YOUR TASK: In the Martin Sheen story, what role was Sheen assigned in Apocalypse Now?

In this story from September 1986, actor Martin Sheen talks about regaining his faith after a frightening health crisis on the set of Apocalypse Now.

Actor Martin Sheen

In the summer of 1976 I flew out to the Philippines to begin work on a film that, to my way of thinking, was a great step upward in my career.

I had a leading role in Apocalypse Now. At last—a really important movie for this boy from Dayton, Ohio. From now on it was going to be big parts and a taste of real fame. How was I to know it would nearly be the end of me?

From its inception, Apocalypse had all the earmarks of success: Francis Ford Coppola, with his worldwide recognition and glittering record of box-office hits, was at the helm as director, Marlon Brando was the costar, Robert Duvall had a supporting role, and the film’s financial budget was way up in the millions of dollars.

I had been assigned the role of Captain Ben Willard, an Army intelligence officer and hit man, who, although on the brink of emotional and psychological collapse, had been ordered by his superiors to travel through war-torn Vietnam into Cambodia, where he was to assassinate an American Green Beret colonel. That colonel, played by Marlon Brando, had, from all appearances, gone mad and was operating his own private renegade and bloodthirsty armies in the wilds of the Cambodian jungles.

RECORDS SUPPLIED:
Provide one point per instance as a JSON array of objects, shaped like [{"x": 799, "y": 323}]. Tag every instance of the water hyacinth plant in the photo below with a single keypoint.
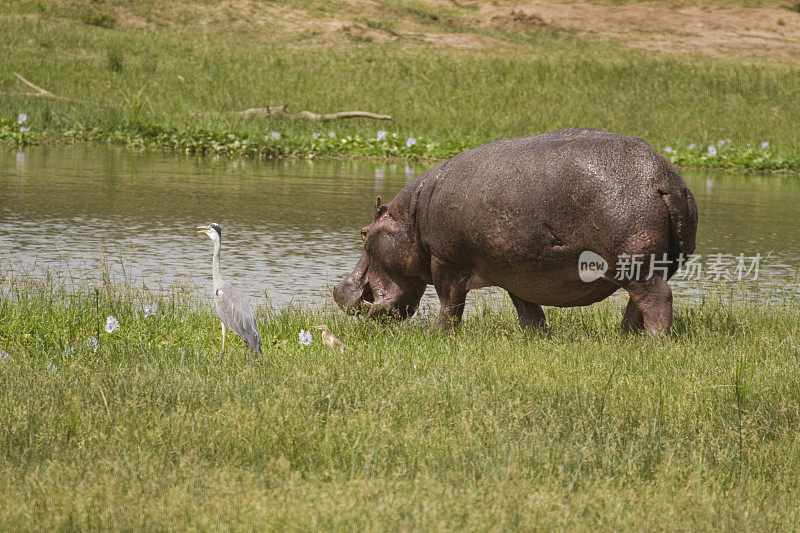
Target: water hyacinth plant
[
  {"x": 722, "y": 153},
  {"x": 111, "y": 324}
]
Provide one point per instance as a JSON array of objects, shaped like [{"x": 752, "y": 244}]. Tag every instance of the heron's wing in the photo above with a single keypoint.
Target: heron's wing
[{"x": 237, "y": 315}]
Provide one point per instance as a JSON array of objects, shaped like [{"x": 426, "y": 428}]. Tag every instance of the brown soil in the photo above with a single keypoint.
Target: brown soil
[
  {"x": 654, "y": 26},
  {"x": 737, "y": 31}
]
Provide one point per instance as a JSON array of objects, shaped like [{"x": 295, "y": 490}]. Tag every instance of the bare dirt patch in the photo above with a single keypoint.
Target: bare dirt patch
[{"x": 703, "y": 29}]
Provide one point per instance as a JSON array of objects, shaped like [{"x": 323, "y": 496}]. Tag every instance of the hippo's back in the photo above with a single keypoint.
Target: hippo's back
[{"x": 520, "y": 211}]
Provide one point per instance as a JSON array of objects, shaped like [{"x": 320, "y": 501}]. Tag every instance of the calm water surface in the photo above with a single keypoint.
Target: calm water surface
[{"x": 291, "y": 228}]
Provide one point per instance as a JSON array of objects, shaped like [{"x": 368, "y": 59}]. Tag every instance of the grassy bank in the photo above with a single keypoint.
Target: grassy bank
[
  {"x": 488, "y": 428},
  {"x": 168, "y": 79}
]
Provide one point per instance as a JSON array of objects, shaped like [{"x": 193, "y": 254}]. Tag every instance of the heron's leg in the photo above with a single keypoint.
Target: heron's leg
[{"x": 224, "y": 331}]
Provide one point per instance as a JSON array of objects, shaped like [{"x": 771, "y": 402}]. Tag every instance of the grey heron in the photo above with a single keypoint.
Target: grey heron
[{"x": 232, "y": 307}]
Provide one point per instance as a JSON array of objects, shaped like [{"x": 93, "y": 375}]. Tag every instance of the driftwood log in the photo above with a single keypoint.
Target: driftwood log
[
  {"x": 43, "y": 93},
  {"x": 282, "y": 111},
  {"x": 252, "y": 112}
]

EXPECTED OUTPUT: Captain Ben Willard, an Army intelligence officer and hit man.